* **TO DO**
Look for the word "instance" in the entries below, then copy every line that has it.

* **DATA TO PROCESS**
•••••
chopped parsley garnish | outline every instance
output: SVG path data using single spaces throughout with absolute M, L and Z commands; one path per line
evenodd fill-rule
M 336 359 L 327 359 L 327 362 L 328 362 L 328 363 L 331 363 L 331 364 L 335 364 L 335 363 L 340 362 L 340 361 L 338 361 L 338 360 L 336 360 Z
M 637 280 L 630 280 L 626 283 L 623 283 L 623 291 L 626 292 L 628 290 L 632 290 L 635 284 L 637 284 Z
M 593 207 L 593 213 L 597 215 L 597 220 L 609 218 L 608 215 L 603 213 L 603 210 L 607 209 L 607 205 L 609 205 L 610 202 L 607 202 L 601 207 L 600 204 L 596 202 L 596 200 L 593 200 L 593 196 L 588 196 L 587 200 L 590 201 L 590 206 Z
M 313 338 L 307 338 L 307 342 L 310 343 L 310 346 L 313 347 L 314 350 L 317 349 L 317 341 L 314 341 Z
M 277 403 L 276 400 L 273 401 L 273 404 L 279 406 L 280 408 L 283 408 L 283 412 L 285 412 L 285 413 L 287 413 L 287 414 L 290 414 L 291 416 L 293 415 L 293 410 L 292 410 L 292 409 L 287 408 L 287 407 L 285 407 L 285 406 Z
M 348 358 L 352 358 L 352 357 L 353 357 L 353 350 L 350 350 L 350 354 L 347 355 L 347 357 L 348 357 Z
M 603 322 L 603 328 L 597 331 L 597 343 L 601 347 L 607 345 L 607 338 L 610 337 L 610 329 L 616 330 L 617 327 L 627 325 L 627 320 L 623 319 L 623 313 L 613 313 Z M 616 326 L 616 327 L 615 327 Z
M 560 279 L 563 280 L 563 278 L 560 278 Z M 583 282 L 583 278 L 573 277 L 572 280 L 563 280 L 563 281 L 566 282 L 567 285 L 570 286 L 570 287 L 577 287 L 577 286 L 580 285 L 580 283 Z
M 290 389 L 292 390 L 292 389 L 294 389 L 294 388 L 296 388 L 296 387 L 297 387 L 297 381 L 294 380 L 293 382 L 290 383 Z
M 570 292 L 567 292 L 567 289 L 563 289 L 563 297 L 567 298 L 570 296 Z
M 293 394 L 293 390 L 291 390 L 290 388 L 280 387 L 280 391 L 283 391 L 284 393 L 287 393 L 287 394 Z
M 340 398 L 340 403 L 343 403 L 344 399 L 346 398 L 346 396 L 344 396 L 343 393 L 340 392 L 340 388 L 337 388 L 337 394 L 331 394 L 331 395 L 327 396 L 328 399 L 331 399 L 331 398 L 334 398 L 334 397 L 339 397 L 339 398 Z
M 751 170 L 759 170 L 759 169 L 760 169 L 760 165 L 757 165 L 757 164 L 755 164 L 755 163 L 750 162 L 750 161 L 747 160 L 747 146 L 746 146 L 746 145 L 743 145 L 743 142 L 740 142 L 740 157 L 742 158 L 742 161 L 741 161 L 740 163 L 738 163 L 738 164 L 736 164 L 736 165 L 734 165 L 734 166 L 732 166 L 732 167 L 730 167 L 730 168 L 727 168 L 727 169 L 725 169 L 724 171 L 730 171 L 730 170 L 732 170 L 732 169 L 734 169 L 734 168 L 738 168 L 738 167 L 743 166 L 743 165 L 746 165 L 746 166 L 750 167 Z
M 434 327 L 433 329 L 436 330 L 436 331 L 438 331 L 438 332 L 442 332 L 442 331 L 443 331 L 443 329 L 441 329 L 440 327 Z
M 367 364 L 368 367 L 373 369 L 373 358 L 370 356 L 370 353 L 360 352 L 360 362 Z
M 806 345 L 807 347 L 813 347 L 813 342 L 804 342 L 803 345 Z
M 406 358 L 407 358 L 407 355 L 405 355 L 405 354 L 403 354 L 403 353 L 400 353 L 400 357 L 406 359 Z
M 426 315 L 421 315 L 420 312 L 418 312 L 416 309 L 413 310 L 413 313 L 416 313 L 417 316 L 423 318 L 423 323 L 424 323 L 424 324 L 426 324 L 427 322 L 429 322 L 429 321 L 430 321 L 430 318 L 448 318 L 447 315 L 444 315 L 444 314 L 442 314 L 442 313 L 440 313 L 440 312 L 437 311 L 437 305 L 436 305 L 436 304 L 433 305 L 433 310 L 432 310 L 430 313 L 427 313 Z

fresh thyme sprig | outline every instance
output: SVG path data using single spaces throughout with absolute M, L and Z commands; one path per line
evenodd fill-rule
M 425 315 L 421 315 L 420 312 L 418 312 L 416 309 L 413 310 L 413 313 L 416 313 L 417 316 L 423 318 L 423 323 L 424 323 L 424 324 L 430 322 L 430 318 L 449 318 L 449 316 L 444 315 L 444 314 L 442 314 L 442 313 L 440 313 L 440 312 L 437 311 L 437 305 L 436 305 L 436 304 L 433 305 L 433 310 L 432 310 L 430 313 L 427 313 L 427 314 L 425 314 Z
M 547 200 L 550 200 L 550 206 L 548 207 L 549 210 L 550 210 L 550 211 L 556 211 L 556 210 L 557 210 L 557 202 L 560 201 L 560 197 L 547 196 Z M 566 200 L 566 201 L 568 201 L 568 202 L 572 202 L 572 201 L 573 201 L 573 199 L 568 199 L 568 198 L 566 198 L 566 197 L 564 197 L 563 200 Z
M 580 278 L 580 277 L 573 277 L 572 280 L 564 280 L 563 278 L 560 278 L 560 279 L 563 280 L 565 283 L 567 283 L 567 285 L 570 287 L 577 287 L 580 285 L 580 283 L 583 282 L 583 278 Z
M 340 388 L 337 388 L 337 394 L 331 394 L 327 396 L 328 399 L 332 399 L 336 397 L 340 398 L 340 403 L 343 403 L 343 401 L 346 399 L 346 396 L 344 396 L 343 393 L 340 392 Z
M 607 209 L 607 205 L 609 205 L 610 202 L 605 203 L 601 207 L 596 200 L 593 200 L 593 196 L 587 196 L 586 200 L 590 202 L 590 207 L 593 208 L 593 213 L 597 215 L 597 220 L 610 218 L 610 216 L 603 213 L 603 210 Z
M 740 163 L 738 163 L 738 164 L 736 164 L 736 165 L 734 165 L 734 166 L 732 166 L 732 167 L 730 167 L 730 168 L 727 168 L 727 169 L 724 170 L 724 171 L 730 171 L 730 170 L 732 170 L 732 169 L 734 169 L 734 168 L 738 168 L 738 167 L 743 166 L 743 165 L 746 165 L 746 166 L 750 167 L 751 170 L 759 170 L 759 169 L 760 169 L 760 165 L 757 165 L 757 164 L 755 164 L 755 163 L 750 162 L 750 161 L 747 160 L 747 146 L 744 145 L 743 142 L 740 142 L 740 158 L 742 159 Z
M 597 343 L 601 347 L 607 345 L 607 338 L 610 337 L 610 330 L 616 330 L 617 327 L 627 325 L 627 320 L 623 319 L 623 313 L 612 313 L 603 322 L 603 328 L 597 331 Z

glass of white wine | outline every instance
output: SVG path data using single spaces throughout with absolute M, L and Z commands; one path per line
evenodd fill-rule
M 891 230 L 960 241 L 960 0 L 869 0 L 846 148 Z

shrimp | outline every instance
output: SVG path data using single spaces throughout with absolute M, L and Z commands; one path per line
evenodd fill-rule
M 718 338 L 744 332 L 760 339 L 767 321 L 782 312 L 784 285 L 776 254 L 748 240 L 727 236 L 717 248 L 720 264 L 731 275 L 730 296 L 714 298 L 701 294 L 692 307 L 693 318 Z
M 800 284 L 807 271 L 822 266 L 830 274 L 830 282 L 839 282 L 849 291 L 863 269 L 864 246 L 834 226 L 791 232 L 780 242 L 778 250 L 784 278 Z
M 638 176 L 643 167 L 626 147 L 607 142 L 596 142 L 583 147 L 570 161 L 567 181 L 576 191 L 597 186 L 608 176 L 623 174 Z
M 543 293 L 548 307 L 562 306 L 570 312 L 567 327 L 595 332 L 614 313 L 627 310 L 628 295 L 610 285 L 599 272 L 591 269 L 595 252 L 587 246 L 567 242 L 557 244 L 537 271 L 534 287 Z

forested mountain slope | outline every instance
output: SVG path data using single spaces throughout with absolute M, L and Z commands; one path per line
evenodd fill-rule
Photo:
•••••
* **ANSWER FOR THIS EXERCISE**
chopped parsley garnish | outline every instance
fresh thyme sprig | outline every instance
glass of white wine | outline every instance
shrimp | outline every instance
forested mountain slope | outline every instance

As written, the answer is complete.